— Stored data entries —
------------------------------

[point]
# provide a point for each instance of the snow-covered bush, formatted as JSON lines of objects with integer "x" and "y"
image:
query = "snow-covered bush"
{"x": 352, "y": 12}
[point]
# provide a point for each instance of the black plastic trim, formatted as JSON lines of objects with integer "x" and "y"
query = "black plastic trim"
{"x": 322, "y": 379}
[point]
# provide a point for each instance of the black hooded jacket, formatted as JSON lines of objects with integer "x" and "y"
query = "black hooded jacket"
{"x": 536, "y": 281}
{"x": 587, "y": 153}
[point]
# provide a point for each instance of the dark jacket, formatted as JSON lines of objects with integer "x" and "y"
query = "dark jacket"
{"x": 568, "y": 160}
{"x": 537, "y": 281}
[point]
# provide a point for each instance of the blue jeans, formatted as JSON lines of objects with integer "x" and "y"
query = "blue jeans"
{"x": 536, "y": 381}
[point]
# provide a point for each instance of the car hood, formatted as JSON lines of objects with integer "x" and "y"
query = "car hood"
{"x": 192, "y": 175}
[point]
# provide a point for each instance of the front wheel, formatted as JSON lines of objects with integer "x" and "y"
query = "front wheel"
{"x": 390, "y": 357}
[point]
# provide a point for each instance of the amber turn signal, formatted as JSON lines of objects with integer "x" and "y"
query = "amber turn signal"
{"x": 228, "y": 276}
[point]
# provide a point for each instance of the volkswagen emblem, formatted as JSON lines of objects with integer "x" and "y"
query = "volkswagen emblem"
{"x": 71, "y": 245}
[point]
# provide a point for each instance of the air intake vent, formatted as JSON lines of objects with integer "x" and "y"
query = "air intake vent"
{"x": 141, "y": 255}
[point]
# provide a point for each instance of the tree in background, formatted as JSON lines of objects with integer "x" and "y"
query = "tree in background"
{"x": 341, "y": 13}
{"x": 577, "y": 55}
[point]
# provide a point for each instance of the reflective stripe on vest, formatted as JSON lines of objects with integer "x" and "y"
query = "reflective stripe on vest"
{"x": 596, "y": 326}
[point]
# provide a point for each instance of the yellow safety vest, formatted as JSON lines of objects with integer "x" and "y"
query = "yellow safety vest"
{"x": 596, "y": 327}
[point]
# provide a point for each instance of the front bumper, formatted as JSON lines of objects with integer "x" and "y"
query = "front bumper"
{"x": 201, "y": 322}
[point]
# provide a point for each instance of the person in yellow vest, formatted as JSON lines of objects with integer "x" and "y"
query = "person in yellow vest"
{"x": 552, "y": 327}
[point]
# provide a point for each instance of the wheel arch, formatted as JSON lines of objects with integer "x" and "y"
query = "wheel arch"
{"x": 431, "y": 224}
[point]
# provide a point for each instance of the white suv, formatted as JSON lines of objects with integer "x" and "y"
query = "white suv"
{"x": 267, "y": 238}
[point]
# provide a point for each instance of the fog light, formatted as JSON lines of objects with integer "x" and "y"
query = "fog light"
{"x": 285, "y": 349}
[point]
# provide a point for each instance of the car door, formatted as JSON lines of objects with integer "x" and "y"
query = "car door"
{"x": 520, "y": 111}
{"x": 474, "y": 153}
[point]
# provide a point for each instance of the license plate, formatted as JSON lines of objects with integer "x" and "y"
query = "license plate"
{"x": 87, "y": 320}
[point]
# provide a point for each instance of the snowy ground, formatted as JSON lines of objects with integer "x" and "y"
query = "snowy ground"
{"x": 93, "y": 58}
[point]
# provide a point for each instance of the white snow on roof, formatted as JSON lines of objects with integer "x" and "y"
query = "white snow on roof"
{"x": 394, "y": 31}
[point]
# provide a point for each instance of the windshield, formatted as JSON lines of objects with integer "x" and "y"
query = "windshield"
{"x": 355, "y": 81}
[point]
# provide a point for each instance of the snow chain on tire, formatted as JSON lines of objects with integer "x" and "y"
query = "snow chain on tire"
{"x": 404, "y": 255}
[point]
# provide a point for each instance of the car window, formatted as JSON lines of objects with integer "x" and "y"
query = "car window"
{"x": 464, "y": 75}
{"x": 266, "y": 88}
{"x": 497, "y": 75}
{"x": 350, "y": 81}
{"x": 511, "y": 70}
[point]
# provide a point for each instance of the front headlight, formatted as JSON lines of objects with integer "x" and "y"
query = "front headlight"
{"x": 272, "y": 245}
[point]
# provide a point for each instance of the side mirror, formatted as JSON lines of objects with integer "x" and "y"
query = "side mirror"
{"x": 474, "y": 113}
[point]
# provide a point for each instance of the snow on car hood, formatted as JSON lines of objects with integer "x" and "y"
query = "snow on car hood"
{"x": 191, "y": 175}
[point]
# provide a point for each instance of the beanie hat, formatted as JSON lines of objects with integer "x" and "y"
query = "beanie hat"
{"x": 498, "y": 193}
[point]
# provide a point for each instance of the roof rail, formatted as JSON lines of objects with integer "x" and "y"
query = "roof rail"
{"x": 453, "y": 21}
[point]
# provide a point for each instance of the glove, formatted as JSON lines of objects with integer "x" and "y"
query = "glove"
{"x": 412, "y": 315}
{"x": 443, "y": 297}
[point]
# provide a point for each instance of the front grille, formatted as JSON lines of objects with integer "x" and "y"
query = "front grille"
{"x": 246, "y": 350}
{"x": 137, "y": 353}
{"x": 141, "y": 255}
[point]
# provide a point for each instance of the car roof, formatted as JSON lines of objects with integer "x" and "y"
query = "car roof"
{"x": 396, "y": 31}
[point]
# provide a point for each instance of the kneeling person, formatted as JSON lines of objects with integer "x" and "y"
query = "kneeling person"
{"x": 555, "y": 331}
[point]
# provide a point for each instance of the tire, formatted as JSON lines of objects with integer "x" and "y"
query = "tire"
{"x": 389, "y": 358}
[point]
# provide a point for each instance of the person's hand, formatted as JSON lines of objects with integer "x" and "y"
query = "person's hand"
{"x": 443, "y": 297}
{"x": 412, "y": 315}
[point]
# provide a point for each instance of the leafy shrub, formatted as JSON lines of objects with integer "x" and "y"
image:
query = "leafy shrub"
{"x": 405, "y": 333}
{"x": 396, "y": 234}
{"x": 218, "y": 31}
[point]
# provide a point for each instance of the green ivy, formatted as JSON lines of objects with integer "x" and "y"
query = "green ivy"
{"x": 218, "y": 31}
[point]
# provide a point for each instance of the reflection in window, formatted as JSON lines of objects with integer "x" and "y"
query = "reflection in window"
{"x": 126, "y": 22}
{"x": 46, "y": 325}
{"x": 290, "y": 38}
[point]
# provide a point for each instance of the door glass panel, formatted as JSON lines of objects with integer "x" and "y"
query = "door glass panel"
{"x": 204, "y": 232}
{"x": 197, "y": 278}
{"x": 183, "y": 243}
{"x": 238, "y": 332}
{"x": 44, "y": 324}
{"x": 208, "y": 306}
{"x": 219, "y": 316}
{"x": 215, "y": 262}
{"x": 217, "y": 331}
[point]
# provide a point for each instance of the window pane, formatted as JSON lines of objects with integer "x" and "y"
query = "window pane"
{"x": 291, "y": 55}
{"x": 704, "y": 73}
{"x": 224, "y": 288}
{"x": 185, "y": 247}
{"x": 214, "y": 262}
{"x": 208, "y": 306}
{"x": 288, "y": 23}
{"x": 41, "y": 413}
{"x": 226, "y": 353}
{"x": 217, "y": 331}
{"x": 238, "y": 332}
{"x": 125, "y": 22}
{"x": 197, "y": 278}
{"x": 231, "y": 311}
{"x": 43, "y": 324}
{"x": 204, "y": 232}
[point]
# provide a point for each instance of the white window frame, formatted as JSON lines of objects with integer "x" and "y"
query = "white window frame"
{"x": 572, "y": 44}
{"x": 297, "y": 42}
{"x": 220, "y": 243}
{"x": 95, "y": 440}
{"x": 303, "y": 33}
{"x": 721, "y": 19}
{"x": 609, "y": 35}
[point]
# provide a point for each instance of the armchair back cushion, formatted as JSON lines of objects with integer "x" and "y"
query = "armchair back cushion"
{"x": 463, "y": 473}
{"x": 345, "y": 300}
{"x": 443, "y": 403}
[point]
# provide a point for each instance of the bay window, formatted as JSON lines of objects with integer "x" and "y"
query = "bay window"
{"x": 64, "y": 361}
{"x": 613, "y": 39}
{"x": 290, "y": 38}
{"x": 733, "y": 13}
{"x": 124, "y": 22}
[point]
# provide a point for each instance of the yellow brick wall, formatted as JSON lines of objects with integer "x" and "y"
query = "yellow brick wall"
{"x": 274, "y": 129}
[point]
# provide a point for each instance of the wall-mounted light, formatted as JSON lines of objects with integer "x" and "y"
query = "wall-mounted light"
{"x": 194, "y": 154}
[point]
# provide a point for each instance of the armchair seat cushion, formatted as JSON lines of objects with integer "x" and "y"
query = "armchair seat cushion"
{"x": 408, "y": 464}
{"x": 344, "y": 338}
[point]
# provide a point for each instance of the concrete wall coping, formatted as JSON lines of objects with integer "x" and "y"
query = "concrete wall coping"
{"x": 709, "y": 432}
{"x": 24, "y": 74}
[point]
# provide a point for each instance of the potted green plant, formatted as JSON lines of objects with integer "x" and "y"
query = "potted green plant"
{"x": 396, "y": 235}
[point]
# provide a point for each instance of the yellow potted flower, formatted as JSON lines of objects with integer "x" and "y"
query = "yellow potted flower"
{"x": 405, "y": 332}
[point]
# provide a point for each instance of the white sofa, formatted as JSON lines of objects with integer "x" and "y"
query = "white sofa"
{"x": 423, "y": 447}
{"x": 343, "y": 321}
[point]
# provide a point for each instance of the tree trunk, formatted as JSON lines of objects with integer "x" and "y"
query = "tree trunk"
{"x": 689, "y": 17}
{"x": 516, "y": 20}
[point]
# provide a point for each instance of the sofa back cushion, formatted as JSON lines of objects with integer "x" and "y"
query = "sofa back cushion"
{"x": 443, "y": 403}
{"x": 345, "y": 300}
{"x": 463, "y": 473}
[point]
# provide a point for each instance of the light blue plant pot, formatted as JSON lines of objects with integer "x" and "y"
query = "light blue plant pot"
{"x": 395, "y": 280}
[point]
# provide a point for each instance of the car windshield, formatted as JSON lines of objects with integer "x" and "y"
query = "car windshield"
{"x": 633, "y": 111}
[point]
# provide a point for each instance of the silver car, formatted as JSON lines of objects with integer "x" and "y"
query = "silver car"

------------------------------

— EXERCISE DESCRIPTION —
Wherever "silver" occurs in the records above, copy the line it sits in.

— REPLY —
# provide a point for each instance of the silver car, formatted as JSON lines of objects with integer "x" and "y"
query = "silver car"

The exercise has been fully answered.